**** Source document
So...while we're trying to clean up our act and prevent the seaboards from being swamped, we'd better make Real Damn Sure we don't *totally* reverse whsat we've done. The "normal and usual" condition right now, would be much worse for us than the one we've wound up in.

'Course that would solve the recent plummet in Florida real estate prices.<G>


----------



## Shack (Sep 5, 2006)

hellosailor said:


> People forget--the only two reasons the 9/11 hijackings happened in the US: . . .


*Only two reasons!!*  Oh well I guess that simplifies it for the simple minded. The fact that these guys were allowed to come into the country after being identified is not a big deal. The gutting of our foreign intelligence program under the auspices of "cleaning up the personalities" must be inconsequential. (_"we don't need to work with shaddy people - we'll just use satellites."_) The fact that UBL declared war on the US . . . blew up the USS Cole . . . blew up African Embassies . . . and that he was minimized as a threat until after 9/11 . . . NONE of that played any part either.
********
**** Data supplied
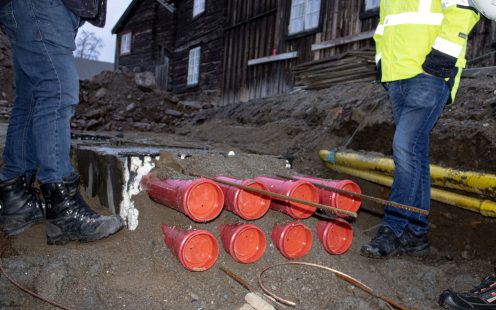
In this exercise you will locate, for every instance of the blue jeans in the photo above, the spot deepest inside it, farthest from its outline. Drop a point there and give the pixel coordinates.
(417, 104)
(42, 35)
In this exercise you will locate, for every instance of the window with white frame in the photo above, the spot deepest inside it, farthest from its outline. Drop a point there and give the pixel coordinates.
(126, 39)
(194, 66)
(198, 7)
(305, 15)
(371, 4)
(370, 8)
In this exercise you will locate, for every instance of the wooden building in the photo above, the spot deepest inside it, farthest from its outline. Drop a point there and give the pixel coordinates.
(253, 48)
(181, 41)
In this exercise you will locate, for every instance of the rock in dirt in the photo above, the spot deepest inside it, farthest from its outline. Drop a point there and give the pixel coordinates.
(145, 81)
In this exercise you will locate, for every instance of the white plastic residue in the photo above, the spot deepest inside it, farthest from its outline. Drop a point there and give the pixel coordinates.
(137, 169)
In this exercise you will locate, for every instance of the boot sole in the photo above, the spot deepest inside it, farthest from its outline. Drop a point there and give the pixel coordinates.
(55, 236)
(14, 230)
(416, 252)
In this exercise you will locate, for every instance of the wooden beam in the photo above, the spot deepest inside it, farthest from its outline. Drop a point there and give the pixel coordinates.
(343, 40)
(251, 19)
(278, 57)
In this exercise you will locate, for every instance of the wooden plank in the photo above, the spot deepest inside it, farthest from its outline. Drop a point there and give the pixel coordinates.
(267, 59)
(343, 40)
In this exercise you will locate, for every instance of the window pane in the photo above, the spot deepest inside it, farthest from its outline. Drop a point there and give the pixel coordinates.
(305, 15)
(194, 66)
(198, 7)
(372, 4)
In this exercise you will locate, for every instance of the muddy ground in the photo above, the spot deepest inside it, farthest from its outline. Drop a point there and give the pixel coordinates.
(134, 270)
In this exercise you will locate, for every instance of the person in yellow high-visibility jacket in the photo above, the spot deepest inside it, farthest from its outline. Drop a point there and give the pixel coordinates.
(420, 54)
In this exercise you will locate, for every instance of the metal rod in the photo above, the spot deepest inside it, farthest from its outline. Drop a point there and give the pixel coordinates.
(339, 274)
(250, 288)
(366, 197)
(284, 197)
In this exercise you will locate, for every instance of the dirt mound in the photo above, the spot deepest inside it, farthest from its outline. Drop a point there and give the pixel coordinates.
(356, 116)
(127, 101)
********
● Task requirements
**1.** In the forum thread, which ship does Shack list among the attacks attributed to UBL?
**2.** Continue the forum thread from its final sentence onward.
The rows are not used for anything here.

● Task-by-task outputs
**1.** The USS Cole.

**2.**
BTW-
The GLOBAL WARMING and CANADIAN DRUG thing were just jokes . . . 
But I'll buy drugs from a Sens fan any day. and beer . . . I'll buy Canadian beer, too. . . . and mucklucks, I need some of those for the big climate change. oooH! and I need a good book on how to par'lez vous . . .


----------



## hellosailor (Apr 11, 2006)

Shack, I stand by "only two reasons". Two immediate reasons, without which *those* attacks could not and would not have taken place. Yes, there would still be folks trying to attack us in other ways. But the immediate reason for these two attacks, was that "we" left the barn doors so wide open, that someone literally could drive a jumbo jet through them.

When you know there are people trying to kill you, and you enable them that way, you've got to take part of the blame for their success. Congress cleverly skirted their portion of the blame by passing the bail-out bill to ensure the two airlines wouldn't ever have to appear in court--and raise the issue that Congress had shut down the sky marshal program. In response to their lobbying.

Larger issues? Sure. Older issues? Sure. But who enabled them that time? "We" did. Until and unless we accept the responsibility for our money-grubbing stupidity in those actions, the same thing is going to happen again and again. What did Walter Kelly say? "I have met the enemy and he is us."

If we're not willing to PAY, with our attention and money, for basic security raher than feel-good dog-and-pony shows, we're going to get hit again, and again, and again. And yes, that will be our own fault. You go play in traffic, you can't blame the traffic for running you down.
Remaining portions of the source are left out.